[WORK REQUIRED] Edit the entries below so that "pick out each instance of" becomes "mark every occurrence of" wherever it appears. Keep everything else the same.

#### MATERIAL ####

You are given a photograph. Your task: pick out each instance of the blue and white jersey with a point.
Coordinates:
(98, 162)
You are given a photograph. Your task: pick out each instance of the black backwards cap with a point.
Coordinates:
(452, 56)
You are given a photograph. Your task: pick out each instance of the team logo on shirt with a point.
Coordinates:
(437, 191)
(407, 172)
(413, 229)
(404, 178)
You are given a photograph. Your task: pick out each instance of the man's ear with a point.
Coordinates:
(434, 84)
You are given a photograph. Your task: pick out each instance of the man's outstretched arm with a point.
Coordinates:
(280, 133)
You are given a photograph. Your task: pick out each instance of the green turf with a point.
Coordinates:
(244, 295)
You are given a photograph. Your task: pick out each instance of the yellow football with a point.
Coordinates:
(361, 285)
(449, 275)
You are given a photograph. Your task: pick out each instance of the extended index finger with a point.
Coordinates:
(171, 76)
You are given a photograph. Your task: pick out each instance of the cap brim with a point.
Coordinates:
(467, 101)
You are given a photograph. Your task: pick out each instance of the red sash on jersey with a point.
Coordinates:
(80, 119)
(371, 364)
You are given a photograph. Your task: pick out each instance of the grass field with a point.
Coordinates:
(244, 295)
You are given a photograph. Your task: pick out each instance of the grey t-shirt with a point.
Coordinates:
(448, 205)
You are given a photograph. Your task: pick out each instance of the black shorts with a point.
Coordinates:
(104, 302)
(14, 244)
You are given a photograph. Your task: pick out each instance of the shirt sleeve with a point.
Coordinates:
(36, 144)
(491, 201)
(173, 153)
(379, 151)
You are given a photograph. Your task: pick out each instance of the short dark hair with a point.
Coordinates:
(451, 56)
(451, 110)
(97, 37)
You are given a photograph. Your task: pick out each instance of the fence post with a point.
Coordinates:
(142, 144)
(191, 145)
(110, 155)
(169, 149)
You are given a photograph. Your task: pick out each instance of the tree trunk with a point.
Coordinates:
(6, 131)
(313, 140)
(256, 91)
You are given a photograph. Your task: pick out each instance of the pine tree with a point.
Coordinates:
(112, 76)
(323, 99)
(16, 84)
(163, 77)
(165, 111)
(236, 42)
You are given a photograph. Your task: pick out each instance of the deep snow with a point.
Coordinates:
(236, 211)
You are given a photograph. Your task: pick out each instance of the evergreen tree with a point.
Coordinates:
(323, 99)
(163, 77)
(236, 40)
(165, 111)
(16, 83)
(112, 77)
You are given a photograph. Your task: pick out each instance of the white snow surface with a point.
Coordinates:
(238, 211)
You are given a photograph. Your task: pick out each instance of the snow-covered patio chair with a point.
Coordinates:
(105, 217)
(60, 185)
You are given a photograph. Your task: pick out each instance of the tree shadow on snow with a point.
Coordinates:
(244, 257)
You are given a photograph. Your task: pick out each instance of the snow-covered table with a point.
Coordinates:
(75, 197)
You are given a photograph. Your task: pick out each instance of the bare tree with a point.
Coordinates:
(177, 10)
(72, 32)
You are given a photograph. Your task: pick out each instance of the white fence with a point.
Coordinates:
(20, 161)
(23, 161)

####

[FINAL RESULT]
You are given a photograph. Your task: mark every occurrence of the blue and white jersey with a point.
Coordinates:
(98, 162)
You are given a photograph. Your task: mark every occurrence of the black backwards cap with a point.
Coordinates:
(452, 56)
You are given a photograph. Your task: mark every occurrence of the team logo on shirt with a point.
Coordinates:
(437, 191)
(407, 172)
(413, 229)
(404, 178)
You are given a photograph. Your task: mark every occurrence of the man's ear with a point.
Coordinates:
(434, 84)
You are given a photograph. Your task: mark every occurrence of the man's outstretched arm with a point.
Coordinates:
(280, 133)
You are given a photograph. Your task: mark every occurrence of the green turf with a point.
Coordinates:
(244, 295)
You are given a photograph. Your task: mark every occurrence of the yellow football with a point.
Coordinates:
(361, 285)
(449, 275)
You are given a photograph. Your task: mark every occurrence of the extended index finger with a point.
Coordinates:
(171, 76)
You are given a photograph. Your task: mark every occurrence of the cap brim with a point.
Coordinates:
(467, 101)
You are given a photograph. Your task: mark every occurrence of the red sash on jersey with a point.
Coordinates:
(80, 119)
(371, 364)
You are given a photograph. Your task: mark every occurrence of the grass field with a point.
Coordinates:
(244, 295)
You are given a photograph. Your task: mark every occurrence of the grey t-shirt with a point.
Coordinates:
(448, 205)
You are given a photograph. Your task: mark every occurrence of the black shorts with a point.
Coordinates:
(104, 302)
(14, 244)
You are given a photograph. Your task: mark every occurrence of the shirt sleeve with a point.
Coordinates:
(36, 144)
(491, 201)
(173, 153)
(379, 151)
You are given a photograph. Your task: mark every occurrence of the short dark hair with a point.
Coordinates:
(451, 56)
(451, 110)
(97, 37)
You are given a photograph. Your task: mark every occurrence of the fence post with a point.
Coordinates:
(142, 144)
(191, 145)
(110, 155)
(169, 149)
You are given a photograph. Your task: mark every occurrence of the tree trunk with a point.
Coordinates:
(6, 131)
(313, 140)
(256, 91)
You are given a photograph. Your task: mark every occurrence of the pine tree with a point.
Coordinates:
(112, 76)
(323, 99)
(16, 84)
(163, 77)
(165, 111)
(236, 42)
You are given a photograph. Your task: mark every occurrence of the deep snow with a point.
Coordinates:
(236, 211)
You are given a photograph. Your task: mark every occurrence of the evergreen tree with a point.
Coordinates:
(323, 99)
(163, 77)
(236, 40)
(165, 111)
(16, 83)
(112, 77)
You are given a photograph. Your task: mark every occurrence of the white snow surface with a point.
Coordinates:
(238, 211)
You are given a photograph. Your task: mark every occurrence of the snow-covered patio chair with a point.
Coordinates:
(105, 217)
(60, 185)
You are given a photograph. Your task: mark every occurrence of the tree shadow on snow with a point.
Coordinates:
(244, 257)
You are given a photograph. Your task: mark every occurrence of the snow-covered table with a point.
Coordinates:
(75, 197)
You are given a photograph. Your task: mark every occurrence of the bare tree with a point.
Coordinates:
(177, 10)
(72, 32)
You are given a photograph. Your task: mark every occurrence of the white fence with a point.
Coordinates:
(20, 161)
(23, 161)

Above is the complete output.